● Work required
Each line from the one that contains "of the pedestrian" to the end of the material must be quoted exactly; include both end lines and nothing else.

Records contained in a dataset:
-*-
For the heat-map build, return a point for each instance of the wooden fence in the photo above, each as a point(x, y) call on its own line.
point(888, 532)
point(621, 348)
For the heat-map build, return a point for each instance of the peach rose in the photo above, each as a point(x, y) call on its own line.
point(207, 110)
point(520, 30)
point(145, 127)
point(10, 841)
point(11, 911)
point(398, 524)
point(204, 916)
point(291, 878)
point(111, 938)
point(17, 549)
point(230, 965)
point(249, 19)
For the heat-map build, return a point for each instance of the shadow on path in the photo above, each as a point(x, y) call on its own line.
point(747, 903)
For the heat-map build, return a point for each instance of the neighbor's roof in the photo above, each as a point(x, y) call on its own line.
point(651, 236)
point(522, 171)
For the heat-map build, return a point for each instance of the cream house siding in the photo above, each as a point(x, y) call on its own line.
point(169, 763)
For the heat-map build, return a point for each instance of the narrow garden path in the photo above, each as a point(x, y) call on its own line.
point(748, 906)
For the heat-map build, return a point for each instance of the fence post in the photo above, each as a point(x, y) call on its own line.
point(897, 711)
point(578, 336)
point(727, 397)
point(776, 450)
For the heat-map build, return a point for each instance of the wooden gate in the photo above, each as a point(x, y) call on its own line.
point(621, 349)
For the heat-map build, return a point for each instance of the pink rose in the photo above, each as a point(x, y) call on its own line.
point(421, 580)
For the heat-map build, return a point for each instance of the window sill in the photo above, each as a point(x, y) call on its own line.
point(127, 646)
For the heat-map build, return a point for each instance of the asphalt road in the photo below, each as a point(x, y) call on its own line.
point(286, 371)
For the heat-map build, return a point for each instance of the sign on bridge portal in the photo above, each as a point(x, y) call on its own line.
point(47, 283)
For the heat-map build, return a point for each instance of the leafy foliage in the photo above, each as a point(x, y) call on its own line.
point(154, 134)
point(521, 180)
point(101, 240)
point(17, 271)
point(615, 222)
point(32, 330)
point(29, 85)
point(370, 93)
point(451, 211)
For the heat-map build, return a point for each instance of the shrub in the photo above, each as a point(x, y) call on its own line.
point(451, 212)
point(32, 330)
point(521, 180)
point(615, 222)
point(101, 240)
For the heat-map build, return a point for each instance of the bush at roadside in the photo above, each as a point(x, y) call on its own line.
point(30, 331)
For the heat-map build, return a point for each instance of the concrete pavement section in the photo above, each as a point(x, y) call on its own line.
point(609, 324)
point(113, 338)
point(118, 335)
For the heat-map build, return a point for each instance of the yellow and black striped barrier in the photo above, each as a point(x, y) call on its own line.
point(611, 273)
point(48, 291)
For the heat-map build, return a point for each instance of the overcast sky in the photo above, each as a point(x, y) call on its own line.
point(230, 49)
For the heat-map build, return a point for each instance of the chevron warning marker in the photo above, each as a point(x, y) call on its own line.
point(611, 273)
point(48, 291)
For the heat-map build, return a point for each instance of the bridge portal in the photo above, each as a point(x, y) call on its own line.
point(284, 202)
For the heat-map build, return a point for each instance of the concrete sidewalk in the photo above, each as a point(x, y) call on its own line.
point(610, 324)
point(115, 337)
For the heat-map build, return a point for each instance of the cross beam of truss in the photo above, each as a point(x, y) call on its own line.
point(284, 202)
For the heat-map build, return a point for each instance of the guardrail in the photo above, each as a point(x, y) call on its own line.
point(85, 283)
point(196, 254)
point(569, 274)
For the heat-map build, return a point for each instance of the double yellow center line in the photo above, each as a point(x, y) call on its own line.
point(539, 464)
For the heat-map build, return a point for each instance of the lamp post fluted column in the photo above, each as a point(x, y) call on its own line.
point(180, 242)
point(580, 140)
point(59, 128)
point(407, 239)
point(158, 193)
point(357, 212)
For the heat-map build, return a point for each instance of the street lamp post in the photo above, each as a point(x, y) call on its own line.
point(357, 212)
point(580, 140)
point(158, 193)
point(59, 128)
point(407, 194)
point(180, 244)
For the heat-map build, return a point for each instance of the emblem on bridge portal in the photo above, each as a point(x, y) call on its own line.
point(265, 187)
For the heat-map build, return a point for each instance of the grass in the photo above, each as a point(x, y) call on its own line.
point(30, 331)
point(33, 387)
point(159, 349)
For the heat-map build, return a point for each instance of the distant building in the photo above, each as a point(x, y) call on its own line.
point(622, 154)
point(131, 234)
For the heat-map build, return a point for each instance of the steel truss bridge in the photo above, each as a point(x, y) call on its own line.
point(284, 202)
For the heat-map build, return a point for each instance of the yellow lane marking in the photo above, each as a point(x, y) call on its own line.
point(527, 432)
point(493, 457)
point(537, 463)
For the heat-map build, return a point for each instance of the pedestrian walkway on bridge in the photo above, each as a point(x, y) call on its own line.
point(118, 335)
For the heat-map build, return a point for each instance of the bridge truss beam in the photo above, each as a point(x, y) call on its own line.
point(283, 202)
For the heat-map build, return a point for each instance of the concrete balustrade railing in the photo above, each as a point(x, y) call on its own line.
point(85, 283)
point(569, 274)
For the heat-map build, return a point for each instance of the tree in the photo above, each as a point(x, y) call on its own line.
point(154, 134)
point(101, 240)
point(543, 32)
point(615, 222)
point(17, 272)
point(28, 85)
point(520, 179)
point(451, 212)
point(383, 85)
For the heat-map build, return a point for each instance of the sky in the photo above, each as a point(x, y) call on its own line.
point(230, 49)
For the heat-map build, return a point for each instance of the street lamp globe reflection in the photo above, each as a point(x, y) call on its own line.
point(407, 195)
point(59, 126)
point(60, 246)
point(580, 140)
-*-
● Response
For the heat-map build, return a point for each instance of the pedestrian walkway on bridge in the photo above, each as a point(x, y) call on its own line.
point(118, 335)
For the heat-map build, return a point for each instance of the bridge truss beam in the photo above, each as a point(x, y) call on its own line.
point(283, 202)
For the heat-map build, return a point for each instance of the concrete balustrade railing in the photo above, each as a point(x, y) call on its own line.
point(85, 283)
point(569, 274)
For the heat-map build, return a point for each instance of the tree in the photo above, each as a point(x, y) call on its own line.
point(154, 134)
point(101, 240)
point(543, 32)
point(615, 222)
point(17, 272)
point(28, 85)
point(520, 179)
point(451, 212)
point(383, 85)
For the heat-map build, return a point for each instance of the sky in the photo above, each as a point(x, y) call on its own line.
point(230, 49)
For the heat-map build, return a point for each instance of the street lamp globe reflection in the photo above, each as a point(x, y) call on its own line.
point(407, 195)
point(59, 126)
point(60, 246)
point(580, 140)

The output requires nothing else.